#### Exercise aim:
Reproduce the passage below about the family's failing van word for word, from its first sentence to its last.
Passage for review Block Start
We've been barely somehow sort of squeaking by (ish) since that repair 3 weeks ago, and would be caught up and alright again soon, except...that the fucking thing wouldn't start this morning. Just, (#*$)(*#)!(@#_@*)$(&%. I called and cancelled with my counselor, and Isaac missed the game he was going to cheer for, and Annie missed practice, and...we're not really sure what to do next. My credit card company is willing to finance up to $20,000 for an auto loan, for us, which is sort of compelling, but GAH about a second car payment. And, minivans are so freaking expensive! $20k in something with a decent safety rating means something that already has 60,000+ miles on it, and that's just kind of a crappy investment when you're talking about 5 years of payments...

I don't think this is just the battery or something with our van, either, because what's actually happening is it's turning right on, and then turning off again on it's own a couple of seconds later.

I was actually considering the merits of trying to be a one car family again for awhile. It involved a lot of bike riding, very inefficient transit, and tons of waking up before dawn to take Grant to the train station on days I needed the car, before, but...we made it work. I suppose if GMYS actually provides busses to camps this summer like they're tossing around, it might be possible-ish. This wouldn't be the same as when we only had the van, though; I can only carry four kids (or two kids and one cello) in the Fiesta at a time. Hmmm.
Passage for review Block End
Data Block Start
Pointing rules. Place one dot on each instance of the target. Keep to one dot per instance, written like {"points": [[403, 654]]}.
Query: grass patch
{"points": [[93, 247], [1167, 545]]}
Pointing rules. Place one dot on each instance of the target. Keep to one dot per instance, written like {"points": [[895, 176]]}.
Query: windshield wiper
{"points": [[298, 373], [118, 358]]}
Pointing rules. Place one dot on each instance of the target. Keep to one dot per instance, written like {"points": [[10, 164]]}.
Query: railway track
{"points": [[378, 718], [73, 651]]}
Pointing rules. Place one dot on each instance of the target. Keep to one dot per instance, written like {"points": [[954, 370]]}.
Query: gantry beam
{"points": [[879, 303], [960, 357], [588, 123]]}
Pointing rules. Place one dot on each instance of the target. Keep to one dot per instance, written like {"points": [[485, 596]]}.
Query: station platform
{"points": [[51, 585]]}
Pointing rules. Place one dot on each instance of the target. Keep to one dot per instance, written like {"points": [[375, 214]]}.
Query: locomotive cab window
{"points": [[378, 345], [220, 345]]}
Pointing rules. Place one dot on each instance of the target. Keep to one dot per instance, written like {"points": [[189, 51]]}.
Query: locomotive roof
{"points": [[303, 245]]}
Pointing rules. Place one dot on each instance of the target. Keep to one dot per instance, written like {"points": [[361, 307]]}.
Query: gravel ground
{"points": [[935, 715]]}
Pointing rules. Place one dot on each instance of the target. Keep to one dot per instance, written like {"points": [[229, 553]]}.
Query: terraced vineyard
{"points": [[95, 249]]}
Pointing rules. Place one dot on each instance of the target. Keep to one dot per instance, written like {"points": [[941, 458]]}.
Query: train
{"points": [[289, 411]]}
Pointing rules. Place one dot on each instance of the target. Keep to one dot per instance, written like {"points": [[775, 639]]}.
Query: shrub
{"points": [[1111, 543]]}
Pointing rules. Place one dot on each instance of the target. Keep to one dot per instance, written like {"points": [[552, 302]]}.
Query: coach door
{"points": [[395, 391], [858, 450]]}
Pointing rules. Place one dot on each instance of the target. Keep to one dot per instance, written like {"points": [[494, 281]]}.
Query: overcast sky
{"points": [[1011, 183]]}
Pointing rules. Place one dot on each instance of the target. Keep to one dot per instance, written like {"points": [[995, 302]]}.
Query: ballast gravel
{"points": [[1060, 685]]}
Data Block End
#### Worked solution:
We've been barely somehow sort of squeaking by (ish) since that repair 3 weeks ago, and would be caught up and alright again soon, except...that the fucking thing wouldn't start this morning. Just, (#*$)(*#)!(@#_@*)$(&%. I called and cancelled with my counselor, and Isaac missed the game he was going to cheer for, and Annie missed practice, and...we're not really sure what to do next. My credit card company is willing to finance up to $20,000 for an auto loan, for us, which is sort of compelling, but GAH about a second car payment. And, minivans are so freaking expensive! $20k in something with a decent safety rating means something that already has 60,000+ miles on it, and that's just kind of a crappy investment when you're talking about 5 years of payments...

I don't think this is just the battery or something with our van, either, because what's actually happening is it's turning right on, and then turning off again on it's own a couple of seconds later.

I was actually considering the merits of trying to be a one car family again for awhile. It involved a lot of bike riding, very inefficient transit, and tons of waking up before dawn to take Grant to the train station on days I needed the car, before, but...we made it work. I suppose if GMYS actually provides busses to camps this summer like they're tossing around, it might be possible-ish. This wouldn't be the same as when we only had the van, though; I can only carry four kids (or two kids and one cello) in the Fiesta at a time. Hmmm.